===== READING PASSAGE =====

Skip to main content
. 2021 Jul 30;12:4645. doi: 10.1038/s41467-021-24910-2

Fig. 1. Identification of the cscRNAs with total RNA PE sequencing datasets.

Fig. 1

a Alignment scenarios of the PE RNA-seq reads for identification of the cross-strand RNA fusion events (top) and the regular exon–exon junctions upon RNA splicing (bottom). Top: one end (e.g., read1) of the PE reads were truncated into two fragments, which were mapped to the two opposite reference strands, respectively. The other end (read2) was then mapped to the shifted strand accordingly. Bottom: one end (e.g., read1) of the PE reads were truncated into two fragments, which were mapped to two positions of the same strand, indicating an exon–exon junction upon RNA splicing. The other end (read2) was mapped to the same strand. b The numbers of cscRNAs identified in each of the human RNA-seq datasets from ENCODE, including 54 samples of cancer cell lines, 109 samples of primary cells, and 108 samples of normal tissues. The raw read number of each dataset is shown on the X axis. c The numbers of cscRNAs identified in each of the human RNA-seq datasets from the GEO database. The raw read number of each dataset is shown on the X axis. d The numbers of cscRNAs identified in the datasets of multiple other species, including mouse (20 samples), zebrafish (5), C. elegans (6), fruit fly (5), yeast (7), and E. coli (2). The datasets of mouse are from ENCODE, and all the others are from the GEO database. The raw read number of each dataset is shown on the X axis. e Potential artifacts during reverse transcription due to 3′ self-priming (top) of the template RNA or 5′ ligation (bottom) between the template RNA and the cDNA, both of which generate RNA–cDNA chimeras. f Artificial cross-strand junction events recovered by the RNA-seq reads of the RNA–cDNA chimeras shown in (a). The dashed boxes illustrate the reverse-complementary regions on the same strand, which strongly indicate the potential artifacts during reverse transcription as shown in (a). g Box plots illustrating the percentages of the potential artificial cscRNAs that show signatures of 3′ self-priming or 5′ ligation, in the 271 human samples from ENCODE. As shown in (b), base-pairing for at least 4 bp in the upstream fragment is deemed as a sign of 3′ self-priming, whereas base-pairing in the downstream fragment is a sign of 5′ ligation. The distance between the base-pairing regions was set to be within 100 nt. The median value is shown as the line and the average as the cross. Source data are provided as a Source data file.

===== SUPPLIED ENTRIES =====

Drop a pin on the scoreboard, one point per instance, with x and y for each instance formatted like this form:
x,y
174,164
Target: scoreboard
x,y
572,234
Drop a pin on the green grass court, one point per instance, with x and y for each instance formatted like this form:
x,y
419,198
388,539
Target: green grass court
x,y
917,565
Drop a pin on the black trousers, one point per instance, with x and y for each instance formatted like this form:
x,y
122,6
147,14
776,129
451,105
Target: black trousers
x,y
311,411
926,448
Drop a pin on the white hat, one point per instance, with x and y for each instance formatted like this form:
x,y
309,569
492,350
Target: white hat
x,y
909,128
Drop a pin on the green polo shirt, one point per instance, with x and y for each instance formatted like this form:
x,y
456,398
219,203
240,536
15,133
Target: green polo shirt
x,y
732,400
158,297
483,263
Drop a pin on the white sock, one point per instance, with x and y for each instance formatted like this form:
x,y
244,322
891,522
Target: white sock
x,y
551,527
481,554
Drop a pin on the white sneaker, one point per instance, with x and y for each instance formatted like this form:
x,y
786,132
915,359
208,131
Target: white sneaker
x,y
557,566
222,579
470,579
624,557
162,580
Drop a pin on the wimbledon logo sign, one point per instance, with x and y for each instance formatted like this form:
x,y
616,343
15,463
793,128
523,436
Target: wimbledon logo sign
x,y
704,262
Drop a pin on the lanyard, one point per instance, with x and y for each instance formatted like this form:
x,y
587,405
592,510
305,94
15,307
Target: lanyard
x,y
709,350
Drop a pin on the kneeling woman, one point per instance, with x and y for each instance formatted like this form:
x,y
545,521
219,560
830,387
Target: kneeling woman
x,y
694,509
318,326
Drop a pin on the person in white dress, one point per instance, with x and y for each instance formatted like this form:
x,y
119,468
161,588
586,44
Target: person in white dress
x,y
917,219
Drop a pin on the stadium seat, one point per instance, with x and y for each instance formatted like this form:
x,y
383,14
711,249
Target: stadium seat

=====
===== SUPPLIED ENTRIES =====

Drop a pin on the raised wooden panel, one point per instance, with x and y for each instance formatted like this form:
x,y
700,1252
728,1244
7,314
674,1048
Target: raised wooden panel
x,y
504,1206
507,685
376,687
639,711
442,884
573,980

=====
===== SUPPLIED ENTRIES =====

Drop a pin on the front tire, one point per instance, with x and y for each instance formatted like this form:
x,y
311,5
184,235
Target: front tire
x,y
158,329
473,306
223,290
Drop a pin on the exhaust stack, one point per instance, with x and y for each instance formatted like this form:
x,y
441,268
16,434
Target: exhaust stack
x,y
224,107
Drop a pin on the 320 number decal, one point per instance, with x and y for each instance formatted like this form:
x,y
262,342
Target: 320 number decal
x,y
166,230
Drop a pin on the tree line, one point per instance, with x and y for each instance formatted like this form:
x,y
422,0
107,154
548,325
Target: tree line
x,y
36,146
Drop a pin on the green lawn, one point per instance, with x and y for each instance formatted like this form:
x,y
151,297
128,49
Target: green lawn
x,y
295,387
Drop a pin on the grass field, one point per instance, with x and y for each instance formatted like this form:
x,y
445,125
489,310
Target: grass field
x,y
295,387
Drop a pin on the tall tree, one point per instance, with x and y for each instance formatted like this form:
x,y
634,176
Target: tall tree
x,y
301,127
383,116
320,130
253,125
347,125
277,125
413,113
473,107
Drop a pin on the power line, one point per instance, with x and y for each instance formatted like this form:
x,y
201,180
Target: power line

=====

== PROBLEM STATEMENT ==
Quote the figure legend between "Skip to main" and "PE sequencing datasets.", inclusive. Rely solely on the figure legend above.

== SOLUTION TO THE PROBLEM ==
Skip to main content
. 2021 Jul 30;12:4645. doi: 10.1038/s41467-021-24910-2

Fig. 1. Identification of the cscRNAs with total RNA PE sequencing datasets.